Source document.
-- Start --

# BMW Assist Discontinued by BMW 01/01/2016



## nik-007 (Feb 19, 2016)

neo_andersson said:


> You always have the option of re-coding your car to use your phone bt teethering for bmw online, internet and traffic. Emergency call will not work like this but at least is something. For bmw is very easy to switch all affected customers to use their own phone data plan, is just a matter of will.


Hi Neo,

How to get the traffic working with tethering? I've online, Internet all working but no option to enable RTTI.


----------



## neo_andersson (Feb 3, 2008)

Need to manipulate provisioning data file to enable it.


----------



## Miami10 (Feb 4, 2014)

neo_andersson said:


> You always have the option of re-coding your car to use your phone bt teethering for bmw online, internet and traffic. Emergency call will not work like this but at least is something. For bmw is very easy to switch all affected customers to use their own phone data plan, is just a matter of will.

-- End --

Dataset excerpt.

-- Start --

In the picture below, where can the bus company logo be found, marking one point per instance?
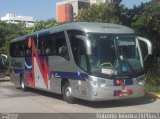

-- End --

Complete the following.
1. In the BMW Assist thread, what feature will not work if the car is re-coded to use phone tethering?
2. Revise the BMW Assist thread starting with "How to get the" and going on through "to enable it.", with "RTTI" replaced by "real-time traffic".
3. Carry the BMW Assist thread forward from the point where it stops.

Answers to the exercise.
1. Emergency call will not work.

2.
How to get the traffic working with tethering? I've online, Internet all working but no option to enable real-time traffic.


----------



## neo_andersson (Feb 3, 2008)

Need to manipulate provisioning data file to enable it.

3.
That's where it has to be carefully approached and isn't the immediate technical upgrade available from BMW. All the TCU's that are GSM based have options for different areas and service providers, along with fully integrated and internal tethered options (occupant smart phone utilized as a tethered modem). Because BMW Assist eCall wasn't designed to be used as a direct link to 1st Responder PSAP (911 Call Station), the SOS Button becomes an issue. In 2012, the Agencies that oversee 911 calls petitioned the FCC to ban this direct connection unless initiated by an Automatic Crash Response trigger as Mercedes Benz USA did not want to redesign their US/Canada System. The PSAP Agencies reasoning was that the infrastructure is not capable of handling the sudden increase of non life threatening data links established in non emergency events. On the opposite spectrum, other countries require the functionality prohibited by the FCC.

Further complications are requirements by the FCC, relevant Transportation Regulation Authorities, and the Wireless Service Providers. The 3G/LTE TCU cannot be easily retrofitted and all the above have to give approval.

HU_NBT and its telematics was developed back in 2008 and not approved until 2012 to release for production. That's 4 years just for a single module. There isn't a single solution to this problem and further complicated by a 2011 internal vehicle telematics report upon which these systems were designed stating AT&T would support M2M (Machine to Machine) on the 2G network up to and possibly beyond 2017.

Just as a note, even though some suggesting switching out the sim as a possible solution, there isn't a physical SIM card (the entire TCU is a "Soft SIM" pre programmed with the IMEI), but just as a mobile phone, the SIM doesn't determine the hardware's compatibility to a specific network type.


----------



## 5SeriesNatsFan (Mar 8, 2010)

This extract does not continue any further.